_Short problem_
Starting with the line that contains "Scouting task: drop one point on every instance of the gray" and going on through the line that contains "[(171, 173), (893, 303)]", write out those lines below again in full, shifting every coordinate in the answers up by 13. Omit the pictures from your reply.

_Input for this task_

"""

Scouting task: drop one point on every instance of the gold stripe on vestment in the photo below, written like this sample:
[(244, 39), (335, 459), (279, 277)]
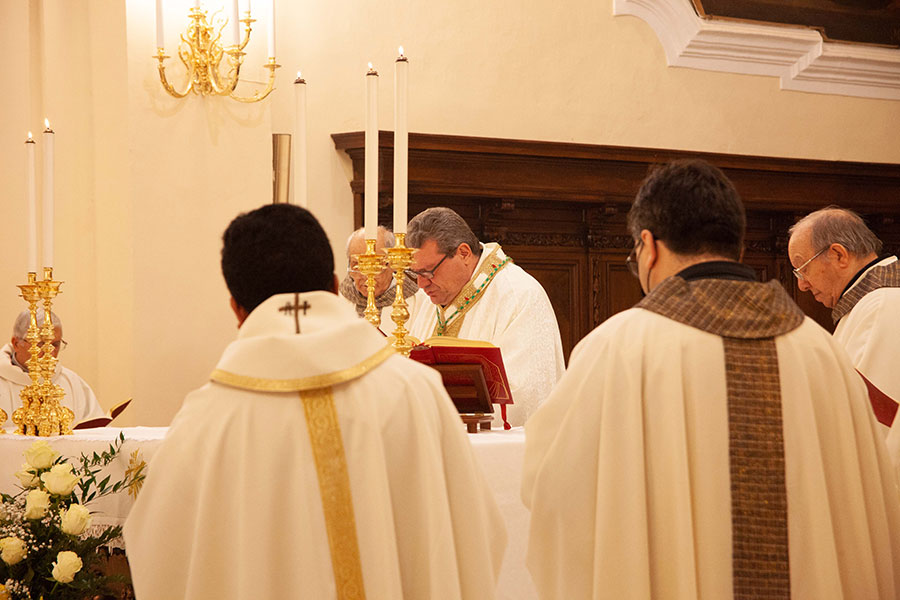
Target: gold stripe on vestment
[(260, 384), (334, 488)]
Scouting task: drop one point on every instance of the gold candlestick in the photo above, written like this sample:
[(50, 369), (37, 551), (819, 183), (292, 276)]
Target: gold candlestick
[(25, 417), (41, 412), (371, 264), (399, 259)]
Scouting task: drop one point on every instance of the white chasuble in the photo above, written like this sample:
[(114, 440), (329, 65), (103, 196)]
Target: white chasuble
[(79, 395), (628, 470), (503, 305), (247, 497)]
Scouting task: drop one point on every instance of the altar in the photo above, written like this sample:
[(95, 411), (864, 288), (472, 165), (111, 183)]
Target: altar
[(501, 454)]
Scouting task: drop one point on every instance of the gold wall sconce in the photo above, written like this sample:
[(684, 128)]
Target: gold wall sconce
[(213, 68)]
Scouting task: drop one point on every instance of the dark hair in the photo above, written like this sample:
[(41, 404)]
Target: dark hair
[(275, 249), (692, 207), (445, 227)]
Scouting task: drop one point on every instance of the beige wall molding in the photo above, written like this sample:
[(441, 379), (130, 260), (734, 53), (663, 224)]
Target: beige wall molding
[(798, 56)]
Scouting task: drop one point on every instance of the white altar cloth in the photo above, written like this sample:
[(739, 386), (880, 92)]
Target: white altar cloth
[(501, 454)]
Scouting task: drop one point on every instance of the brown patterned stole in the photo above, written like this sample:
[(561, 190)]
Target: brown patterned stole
[(878, 277), (748, 316)]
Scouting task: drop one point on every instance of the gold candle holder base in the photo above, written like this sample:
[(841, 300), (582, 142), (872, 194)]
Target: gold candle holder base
[(41, 412), (399, 259), (371, 264)]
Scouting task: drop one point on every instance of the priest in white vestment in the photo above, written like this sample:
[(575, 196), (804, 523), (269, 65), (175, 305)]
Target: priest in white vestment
[(474, 291), (712, 442), (353, 286), (838, 259), (316, 463), (14, 373)]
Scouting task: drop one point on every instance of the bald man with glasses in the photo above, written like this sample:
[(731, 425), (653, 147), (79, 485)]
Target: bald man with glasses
[(14, 373), (839, 260), (474, 291)]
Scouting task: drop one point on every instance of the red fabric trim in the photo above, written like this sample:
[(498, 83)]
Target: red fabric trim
[(884, 407)]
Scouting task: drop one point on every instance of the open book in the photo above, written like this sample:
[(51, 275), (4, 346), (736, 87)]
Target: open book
[(114, 412), (472, 372)]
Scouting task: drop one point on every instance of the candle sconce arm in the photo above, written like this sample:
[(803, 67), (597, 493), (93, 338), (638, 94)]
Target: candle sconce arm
[(161, 57), (270, 85)]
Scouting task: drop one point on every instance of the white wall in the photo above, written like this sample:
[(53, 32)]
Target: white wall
[(147, 183)]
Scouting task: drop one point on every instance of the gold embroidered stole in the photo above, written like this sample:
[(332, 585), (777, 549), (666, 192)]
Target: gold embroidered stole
[(878, 277), (334, 488), (331, 461), (748, 316), (469, 295)]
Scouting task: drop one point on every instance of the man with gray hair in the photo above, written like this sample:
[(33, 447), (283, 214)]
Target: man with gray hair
[(353, 286), (14, 373), (477, 293), (838, 259)]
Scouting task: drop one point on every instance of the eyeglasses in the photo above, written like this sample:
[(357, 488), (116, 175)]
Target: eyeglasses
[(631, 261), (797, 271), (429, 274), (58, 344)]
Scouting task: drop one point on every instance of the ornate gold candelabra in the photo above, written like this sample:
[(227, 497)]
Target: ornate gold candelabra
[(202, 52), (371, 264), (41, 412), (399, 259)]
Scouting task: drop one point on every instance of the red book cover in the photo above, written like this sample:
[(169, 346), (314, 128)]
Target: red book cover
[(114, 412), (454, 351)]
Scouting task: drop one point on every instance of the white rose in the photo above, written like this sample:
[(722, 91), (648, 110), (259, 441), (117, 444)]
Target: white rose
[(12, 550), (60, 481), (40, 455), (27, 477), (75, 520), (36, 504), (67, 564)]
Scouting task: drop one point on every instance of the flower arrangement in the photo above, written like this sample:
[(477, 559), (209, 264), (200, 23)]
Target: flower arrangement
[(47, 546)]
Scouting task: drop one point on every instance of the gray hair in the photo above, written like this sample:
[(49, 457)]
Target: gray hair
[(20, 328), (388, 237), (835, 225), (445, 227)]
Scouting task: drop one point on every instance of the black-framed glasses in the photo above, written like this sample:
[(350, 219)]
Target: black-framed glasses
[(631, 260), (797, 272), (428, 274), (58, 344)]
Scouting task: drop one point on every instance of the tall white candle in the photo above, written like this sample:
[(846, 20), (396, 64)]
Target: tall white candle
[(31, 197), (300, 177), (371, 207), (401, 142), (47, 194), (235, 23), (272, 29), (160, 39)]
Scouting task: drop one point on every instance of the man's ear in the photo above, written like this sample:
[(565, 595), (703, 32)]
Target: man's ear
[(239, 311), (649, 241), (840, 254)]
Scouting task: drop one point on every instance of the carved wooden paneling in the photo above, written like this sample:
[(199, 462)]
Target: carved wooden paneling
[(560, 209)]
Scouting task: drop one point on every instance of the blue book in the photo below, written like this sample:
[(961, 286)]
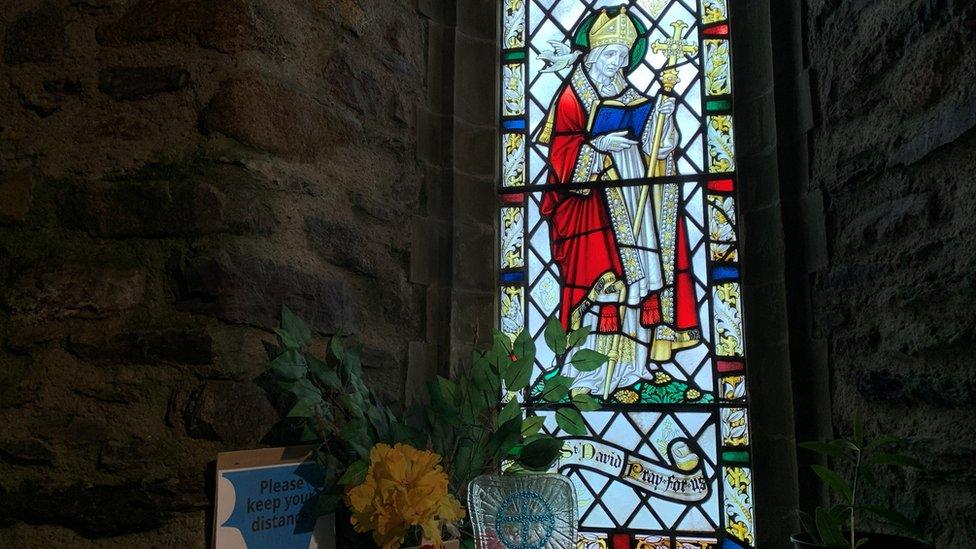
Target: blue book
[(611, 118)]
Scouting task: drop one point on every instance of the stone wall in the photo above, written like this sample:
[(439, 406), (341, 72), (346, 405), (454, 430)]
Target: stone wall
[(171, 173), (893, 303)]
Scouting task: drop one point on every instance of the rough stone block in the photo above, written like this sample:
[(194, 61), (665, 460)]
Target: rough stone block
[(479, 18), (15, 198), (77, 291), (251, 290), (345, 245), (234, 412), (36, 37), (228, 26), (174, 345), (475, 80), (130, 83), (474, 257), (29, 451), (167, 201), (474, 149)]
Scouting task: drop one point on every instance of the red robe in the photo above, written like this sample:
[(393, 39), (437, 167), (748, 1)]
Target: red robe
[(583, 242)]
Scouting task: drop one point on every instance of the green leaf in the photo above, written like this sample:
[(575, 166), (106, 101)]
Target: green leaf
[(827, 448), (556, 388), (304, 408), (884, 458), (468, 462), (295, 327), (288, 340), (570, 421), (354, 404), (578, 336), (510, 411), (883, 440), (322, 372), (835, 481), (585, 403), (508, 435), (355, 474), (540, 454), (531, 425), (518, 374), (840, 512), (555, 336), (487, 382), (828, 528), (501, 340), (290, 365), (892, 517), (356, 435), (377, 419), (588, 360), (305, 390)]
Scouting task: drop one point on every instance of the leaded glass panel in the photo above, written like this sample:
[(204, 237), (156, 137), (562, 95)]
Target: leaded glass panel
[(617, 162)]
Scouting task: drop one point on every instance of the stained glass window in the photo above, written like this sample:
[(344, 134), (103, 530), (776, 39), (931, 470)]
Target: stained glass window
[(617, 211)]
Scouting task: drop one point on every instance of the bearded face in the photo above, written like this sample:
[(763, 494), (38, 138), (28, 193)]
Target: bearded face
[(607, 61)]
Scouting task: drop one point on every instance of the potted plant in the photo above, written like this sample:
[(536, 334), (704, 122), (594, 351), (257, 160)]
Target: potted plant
[(837, 526), (473, 425)]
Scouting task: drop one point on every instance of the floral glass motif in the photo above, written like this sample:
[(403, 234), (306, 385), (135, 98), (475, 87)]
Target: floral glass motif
[(523, 512), (617, 151)]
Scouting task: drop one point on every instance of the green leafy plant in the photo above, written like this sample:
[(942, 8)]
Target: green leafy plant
[(861, 458), (339, 410), (474, 422)]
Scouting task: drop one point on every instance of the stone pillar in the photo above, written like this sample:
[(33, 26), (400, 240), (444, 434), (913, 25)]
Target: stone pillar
[(764, 292)]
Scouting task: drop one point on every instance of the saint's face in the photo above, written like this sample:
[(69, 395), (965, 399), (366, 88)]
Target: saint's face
[(611, 60)]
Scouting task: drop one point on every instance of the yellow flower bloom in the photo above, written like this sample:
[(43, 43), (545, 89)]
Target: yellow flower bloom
[(404, 488)]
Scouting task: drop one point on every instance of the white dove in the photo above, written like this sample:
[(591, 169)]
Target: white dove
[(562, 57)]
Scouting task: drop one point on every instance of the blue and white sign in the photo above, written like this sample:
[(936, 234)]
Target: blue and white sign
[(270, 506)]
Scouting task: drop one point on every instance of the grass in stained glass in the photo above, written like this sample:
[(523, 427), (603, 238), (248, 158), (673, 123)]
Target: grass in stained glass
[(512, 247)]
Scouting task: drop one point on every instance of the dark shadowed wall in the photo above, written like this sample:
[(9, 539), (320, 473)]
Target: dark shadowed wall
[(171, 173), (893, 297)]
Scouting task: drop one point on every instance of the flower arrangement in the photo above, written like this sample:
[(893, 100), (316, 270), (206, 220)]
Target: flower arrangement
[(404, 488), (402, 475)]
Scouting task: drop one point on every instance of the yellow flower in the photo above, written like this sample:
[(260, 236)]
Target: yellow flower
[(404, 488)]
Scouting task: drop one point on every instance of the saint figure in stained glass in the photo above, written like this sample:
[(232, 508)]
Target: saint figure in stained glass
[(622, 251)]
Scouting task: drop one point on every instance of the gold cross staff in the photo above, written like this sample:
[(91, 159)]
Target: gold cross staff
[(676, 49)]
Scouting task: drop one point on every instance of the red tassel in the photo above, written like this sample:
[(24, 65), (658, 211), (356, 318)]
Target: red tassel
[(609, 319), (651, 311)]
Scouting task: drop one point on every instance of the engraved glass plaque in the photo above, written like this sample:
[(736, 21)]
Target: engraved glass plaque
[(523, 512)]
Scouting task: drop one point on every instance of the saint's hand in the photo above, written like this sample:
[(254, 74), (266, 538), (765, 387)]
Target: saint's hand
[(666, 106), (613, 142)]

"""

_Response_
Scouting task: drop one point on every instance of the gray hair in the photo above, written like this sample:
[(49, 457)]
Target: gray hair
[(33, 341), (401, 250), (848, 238), (458, 240)]
Scouting task: drop one point on every instance of the black-framed glasses in the photo above, written like this sample:
[(350, 219)]
Target: black-framed glasses
[(644, 273), (810, 285), (441, 287), (71, 357)]
Scouting task: drop one point on every instance of the tall white candle in the photo above, written like this sample:
[(846, 20), (396, 64)]
Target: tall white candle
[(44, 210), (313, 190), (384, 220), (414, 155), (60, 207), (248, 36), (285, 42), (173, 52)]
Scouting task: drop one point on every instance of the man's ear in the photo above, written like this sample:
[(565, 595), (703, 32)]
Target: man's ear
[(252, 324), (662, 254), (853, 267)]
Scouting task: drop one point on every instance of the carved wooden paneling in the photo above, written like this sample:
[(199, 462)]
Target: carved wooden paneling
[(573, 222)]
Scouting task: drop one point on every instance of the blue book in the photo below, written like this sample:
[(961, 286)]
Target: blue book
[(624, 131)]
Scouting task: drop one point on every instance of the stone wall in the photo above, written like this sample:
[(439, 406), (341, 72), (346, 405), (454, 430)]
Target: stone wall
[(184, 186), (906, 316)]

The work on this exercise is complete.